(Contour labeling items)
--- BEGIN ---

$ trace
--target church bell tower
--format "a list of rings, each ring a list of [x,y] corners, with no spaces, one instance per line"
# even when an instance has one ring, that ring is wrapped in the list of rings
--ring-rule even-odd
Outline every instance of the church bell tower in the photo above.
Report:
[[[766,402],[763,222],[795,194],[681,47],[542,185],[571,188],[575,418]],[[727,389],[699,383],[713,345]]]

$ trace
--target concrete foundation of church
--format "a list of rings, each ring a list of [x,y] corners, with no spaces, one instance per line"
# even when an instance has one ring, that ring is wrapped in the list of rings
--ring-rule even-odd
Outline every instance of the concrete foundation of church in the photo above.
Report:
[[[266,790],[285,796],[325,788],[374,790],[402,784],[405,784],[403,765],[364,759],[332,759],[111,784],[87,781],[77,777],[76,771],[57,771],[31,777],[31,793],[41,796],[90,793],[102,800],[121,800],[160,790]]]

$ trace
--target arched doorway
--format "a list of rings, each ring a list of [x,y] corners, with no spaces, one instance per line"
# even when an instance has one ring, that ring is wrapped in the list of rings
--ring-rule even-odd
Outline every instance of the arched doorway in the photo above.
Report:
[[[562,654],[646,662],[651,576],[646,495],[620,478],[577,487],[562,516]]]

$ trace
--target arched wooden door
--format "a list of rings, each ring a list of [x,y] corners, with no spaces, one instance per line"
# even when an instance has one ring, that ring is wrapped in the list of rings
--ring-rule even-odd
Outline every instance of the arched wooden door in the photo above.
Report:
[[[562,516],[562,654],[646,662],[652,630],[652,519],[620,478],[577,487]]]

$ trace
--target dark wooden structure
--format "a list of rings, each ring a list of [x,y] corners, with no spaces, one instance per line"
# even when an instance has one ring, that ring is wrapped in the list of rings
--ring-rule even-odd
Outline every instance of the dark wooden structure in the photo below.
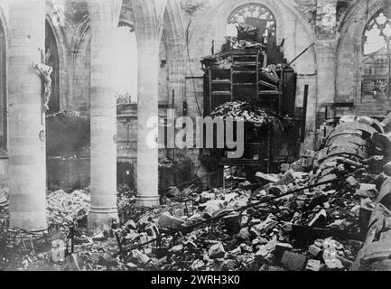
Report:
[[[217,61],[221,59],[230,62]],[[295,111],[296,74],[283,64],[275,67],[273,75],[264,69],[265,62],[264,52],[258,49],[236,50],[201,61],[205,72],[204,117],[232,101],[252,101],[281,117],[282,126],[278,127],[245,125],[245,154],[241,159],[228,159],[227,150],[213,150],[215,169],[243,166],[249,180],[256,171],[278,172],[281,163],[293,162],[300,151],[303,129],[302,117],[296,117]]]

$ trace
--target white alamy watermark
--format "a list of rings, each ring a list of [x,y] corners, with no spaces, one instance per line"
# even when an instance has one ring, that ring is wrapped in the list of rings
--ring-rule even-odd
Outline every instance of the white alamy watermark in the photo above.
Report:
[[[146,145],[151,149],[228,149],[227,157],[238,159],[243,156],[244,120],[233,117],[173,117],[173,110],[167,110],[167,118],[152,117],[147,120],[149,130]],[[195,124],[194,124],[195,121]]]

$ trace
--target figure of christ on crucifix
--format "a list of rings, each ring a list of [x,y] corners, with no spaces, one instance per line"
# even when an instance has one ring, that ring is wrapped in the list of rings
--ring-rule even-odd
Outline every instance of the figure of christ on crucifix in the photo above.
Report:
[[[53,68],[51,66],[47,65],[49,62],[49,57],[51,56],[51,51],[48,50],[46,52],[46,55],[43,56],[42,51],[41,51],[42,57],[41,61],[42,63],[33,63],[34,68],[38,70],[38,71],[41,74],[41,77],[43,80],[44,85],[44,93],[43,93],[43,107],[45,110],[49,110],[49,100],[51,98],[51,73],[53,72]]]

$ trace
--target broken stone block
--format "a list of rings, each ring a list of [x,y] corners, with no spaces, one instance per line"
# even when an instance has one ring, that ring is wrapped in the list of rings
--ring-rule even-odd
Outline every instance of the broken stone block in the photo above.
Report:
[[[209,247],[208,253],[209,253],[209,258],[215,259],[215,258],[222,258],[225,256],[226,251],[224,249],[223,244],[218,243],[218,244],[212,245]]]
[[[228,235],[235,235],[240,231],[240,215],[234,212],[223,218],[226,225],[227,233]]]
[[[313,256],[317,257],[320,256],[321,253],[322,252],[322,249],[315,245],[311,245],[308,247],[308,253],[312,255]]]
[[[349,223],[346,219],[337,219],[333,223],[328,225],[328,228],[343,231],[349,227]]]
[[[352,187],[358,186],[358,182],[352,176],[346,179],[346,182]]]
[[[321,261],[310,259],[307,262],[307,266],[305,267],[305,270],[318,272],[321,270]]]
[[[179,228],[183,222],[183,220],[172,216],[169,212],[164,212],[159,217],[158,225],[163,228]]]
[[[103,253],[99,256],[98,265],[106,266],[107,267],[115,267],[118,266],[118,262],[114,259],[109,254]]]
[[[137,261],[138,261],[138,263],[140,263],[142,265],[148,264],[150,260],[151,260],[151,258],[146,254],[141,254],[141,255],[137,256]]]
[[[356,191],[356,196],[376,199],[377,197],[376,184],[360,183],[359,188]]]
[[[391,210],[391,178],[388,178],[383,182],[377,203],[381,203],[386,209]]]
[[[137,225],[133,219],[129,219],[126,223],[125,223],[125,227],[129,229],[137,229]]]
[[[85,264],[79,254],[72,253],[66,258],[70,271],[83,271]]]
[[[310,227],[324,228],[327,224],[327,213],[325,210],[321,210],[312,220],[308,224]]]
[[[342,262],[340,262],[339,259],[335,258],[332,260],[326,260],[324,262],[325,269],[328,271],[342,271],[345,269],[345,267],[342,265]]]
[[[271,173],[266,174],[266,173],[263,173],[261,172],[256,172],[256,177],[263,179],[263,180],[267,181],[269,182],[277,182],[278,181],[280,181],[280,178],[276,174],[271,174]]]
[[[304,269],[307,257],[304,255],[285,251],[281,263],[284,267],[292,271],[302,271]]]
[[[272,252],[275,251],[277,239],[275,238],[266,245],[264,245],[259,248],[259,250],[256,253],[256,258],[264,261],[269,256]]]
[[[193,271],[199,271],[202,269],[202,267],[205,266],[204,262],[201,260],[194,260],[194,262],[191,264],[191,268]]]
[[[238,267],[238,263],[236,260],[225,260],[222,265],[222,270],[224,271],[233,271]]]
[[[237,238],[238,239],[241,239],[243,241],[248,241],[250,239],[250,232],[248,230],[248,228],[243,228],[237,235]]]
[[[275,216],[270,214],[267,216],[267,219],[258,225],[255,225],[253,228],[257,230],[260,234],[267,233],[269,230],[273,229],[276,225],[278,225],[278,221],[275,219]]]
[[[386,258],[391,256],[391,242],[387,238],[369,243],[365,250],[363,260]]]
[[[280,261],[285,251],[292,251],[293,249],[293,247],[291,244],[278,243],[275,245],[275,256],[278,261]]]
[[[172,247],[169,250],[169,252],[172,252],[172,253],[179,253],[179,252],[182,252],[182,250],[183,250],[183,246],[182,246],[182,245],[177,245],[177,246]]]
[[[376,204],[369,199],[361,200],[361,206],[359,208],[359,227],[361,231],[367,232],[370,217],[375,208]]]
[[[391,271],[391,260],[377,261],[373,263],[371,271]]]
[[[202,218],[210,219],[213,214],[221,209],[221,203],[224,202],[221,200],[211,200],[205,203],[205,209],[203,210]]]
[[[107,240],[108,238],[108,235],[105,234],[104,232],[98,233],[94,237],[92,237],[92,240],[96,242],[100,242]]]

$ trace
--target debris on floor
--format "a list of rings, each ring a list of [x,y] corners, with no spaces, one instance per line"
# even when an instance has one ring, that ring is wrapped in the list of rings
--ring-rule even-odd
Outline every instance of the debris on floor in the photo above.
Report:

--- END ---

◆ **Written exercise**: Find every line in the listing above that contains the word "church", and copy each of those lines in full.

◆ **Answer to the exercise**:
--target church bell tower
Outline every instance of the church bell tower in the photo above.
--target concrete foundation of church
Outline every instance of the concrete foundation of church in the photo above.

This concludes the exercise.